◆ Problem statement:
List every line of the material below that contains the word "tall", copying each line in full. Case counts.

◆ The data:
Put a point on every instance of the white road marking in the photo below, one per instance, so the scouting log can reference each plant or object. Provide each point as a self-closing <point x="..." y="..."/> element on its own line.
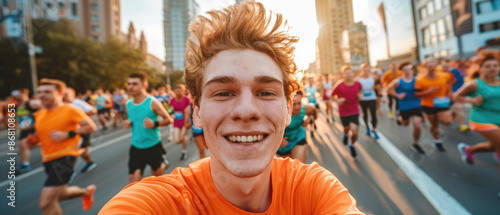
<point x="443" y="202"/>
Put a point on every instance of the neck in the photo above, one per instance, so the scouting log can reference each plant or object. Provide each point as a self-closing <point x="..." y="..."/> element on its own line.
<point x="490" y="79"/>
<point x="140" y="97"/>
<point x="431" y="73"/>
<point x="54" y="105"/>
<point x="252" y="194"/>
<point x="407" y="76"/>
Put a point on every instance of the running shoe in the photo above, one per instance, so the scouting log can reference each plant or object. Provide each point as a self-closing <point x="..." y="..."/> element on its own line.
<point x="417" y="149"/>
<point x="439" y="147"/>
<point x="464" y="128"/>
<point x="24" y="169"/>
<point x="390" y="115"/>
<point x="375" y="135"/>
<point x="353" y="150"/>
<point x="88" y="200"/>
<point x="346" y="139"/>
<point x="88" y="167"/>
<point x="464" y="151"/>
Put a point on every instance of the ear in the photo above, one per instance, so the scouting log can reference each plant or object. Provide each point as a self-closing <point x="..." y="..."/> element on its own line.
<point x="289" y="109"/>
<point x="196" y="116"/>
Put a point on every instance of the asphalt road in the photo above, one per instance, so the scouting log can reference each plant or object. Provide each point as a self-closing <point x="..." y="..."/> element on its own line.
<point x="379" y="182"/>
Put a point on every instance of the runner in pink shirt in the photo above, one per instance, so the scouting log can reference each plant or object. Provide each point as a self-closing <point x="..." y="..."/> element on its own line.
<point x="179" y="103"/>
<point x="347" y="93"/>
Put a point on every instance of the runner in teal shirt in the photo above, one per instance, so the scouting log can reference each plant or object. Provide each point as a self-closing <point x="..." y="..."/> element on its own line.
<point x="294" y="140"/>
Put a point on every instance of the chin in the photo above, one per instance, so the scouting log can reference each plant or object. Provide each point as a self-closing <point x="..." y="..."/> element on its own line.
<point x="248" y="168"/>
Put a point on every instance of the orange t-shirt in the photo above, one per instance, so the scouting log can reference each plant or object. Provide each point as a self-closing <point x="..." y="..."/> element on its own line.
<point x="297" y="189"/>
<point x="64" y="118"/>
<point x="388" y="77"/>
<point x="443" y="81"/>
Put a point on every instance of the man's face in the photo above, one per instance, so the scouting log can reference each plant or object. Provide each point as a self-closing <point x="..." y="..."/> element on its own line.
<point x="134" y="86"/>
<point x="445" y="66"/>
<point x="69" y="96"/>
<point x="48" y="94"/>
<point x="243" y="96"/>
<point x="179" y="92"/>
<point x="431" y="65"/>
<point x="297" y="104"/>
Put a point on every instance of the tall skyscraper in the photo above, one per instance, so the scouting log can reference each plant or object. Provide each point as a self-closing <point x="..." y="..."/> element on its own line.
<point x="97" y="20"/>
<point x="454" y="29"/>
<point x="334" y="16"/>
<point x="355" y="45"/>
<point x="177" y="16"/>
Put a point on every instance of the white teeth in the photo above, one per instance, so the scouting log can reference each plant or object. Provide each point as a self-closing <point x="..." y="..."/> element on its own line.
<point x="246" y="139"/>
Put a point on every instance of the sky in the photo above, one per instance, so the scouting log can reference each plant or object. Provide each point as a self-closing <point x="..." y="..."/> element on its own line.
<point x="301" y="16"/>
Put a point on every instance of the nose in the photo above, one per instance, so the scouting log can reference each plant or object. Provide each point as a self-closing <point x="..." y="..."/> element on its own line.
<point x="246" y="107"/>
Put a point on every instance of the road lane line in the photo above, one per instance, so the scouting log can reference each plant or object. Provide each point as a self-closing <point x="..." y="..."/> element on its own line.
<point x="40" y="169"/>
<point x="442" y="201"/>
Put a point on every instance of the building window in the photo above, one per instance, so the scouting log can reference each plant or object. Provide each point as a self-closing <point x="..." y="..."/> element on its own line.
<point x="443" y="53"/>
<point x="430" y="8"/>
<point x="449" y="26"/>
<point x="488" y="6"/>
<point x="433" y="31"/>
<point x="423" y="13"/>
<point x="427" y="36"/>
<point x="441" y="30"/>
<point x="489" y="26"/>
<point x="74" y="9"/>
<point x="438" y="4"/>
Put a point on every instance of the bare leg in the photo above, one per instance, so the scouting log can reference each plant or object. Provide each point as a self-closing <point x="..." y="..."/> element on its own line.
<point x="434" y="125"/>
<point x="137" y="176"/>
<point x="299" y="152"/>
<point x="24" y="150"/>
<point x="354" y="130"/>
<point x="183" y="138"/>
<point x="49" y="200"/>
<point x="86" y="155"/>
<point x="200" y="142"/>
<point x="417" y="129"/>
<point x="160" y="170"/>
<point x="71" y="192"/>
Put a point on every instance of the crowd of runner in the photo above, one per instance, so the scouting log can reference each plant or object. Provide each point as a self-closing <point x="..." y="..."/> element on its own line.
<point x="434" y="92"/>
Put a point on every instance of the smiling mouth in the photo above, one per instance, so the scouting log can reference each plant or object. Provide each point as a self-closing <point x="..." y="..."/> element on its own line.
<point x="246" y="139"/>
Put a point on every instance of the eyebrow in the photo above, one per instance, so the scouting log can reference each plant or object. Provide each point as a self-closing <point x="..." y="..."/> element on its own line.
<point x="228" y="79"/>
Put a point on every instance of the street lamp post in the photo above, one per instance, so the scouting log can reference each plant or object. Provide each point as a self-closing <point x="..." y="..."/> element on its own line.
<point x="30" y="42"/>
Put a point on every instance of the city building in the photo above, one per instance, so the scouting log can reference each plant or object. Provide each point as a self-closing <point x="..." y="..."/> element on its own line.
<point x="354" y="45"/>
<point x="141" y="43"/>
<point x="438" y="22"/>
<point x="94" y="19"/>
<point x="333" y="18"/>
<point x="177" y="16"/>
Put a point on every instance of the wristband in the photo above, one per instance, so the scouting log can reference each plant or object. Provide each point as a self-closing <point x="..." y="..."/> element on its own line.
<point x="71" y="134"/>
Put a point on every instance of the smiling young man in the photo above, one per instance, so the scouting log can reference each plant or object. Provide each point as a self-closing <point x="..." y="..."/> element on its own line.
<point x="240" y="70"/>
<point x="58" y="129"/>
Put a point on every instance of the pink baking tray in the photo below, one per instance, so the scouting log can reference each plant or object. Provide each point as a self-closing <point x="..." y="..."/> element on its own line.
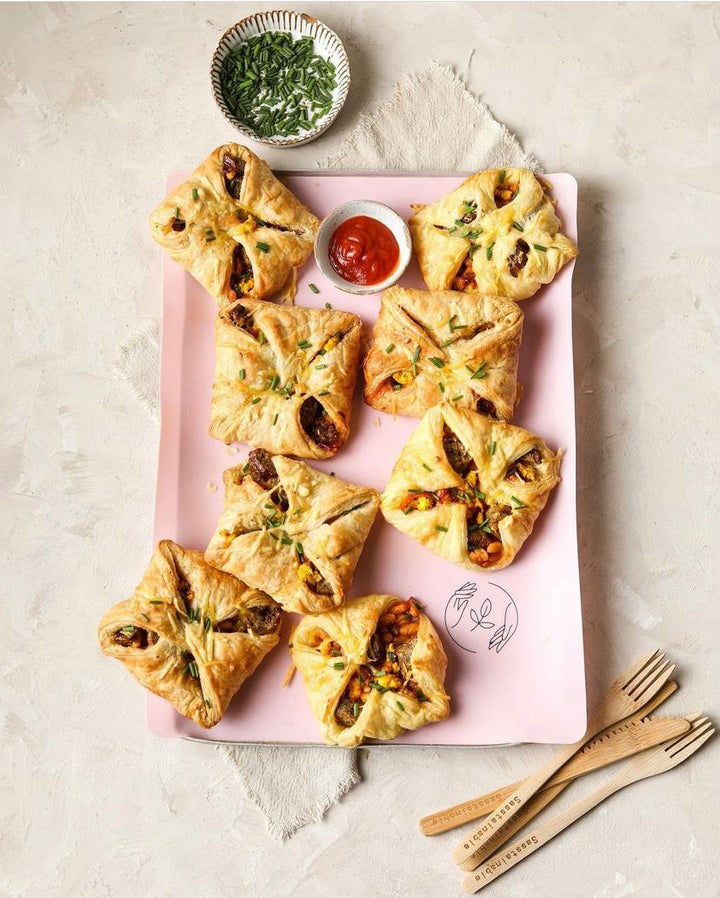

◆ Answer to the problem:
Put a point on every instance of the tall skyscraper in the photo above, one per instance, so the scouting log can reference each plant or object. Provide each point as a self-closing <point x="..." y="..."/> element on its own line.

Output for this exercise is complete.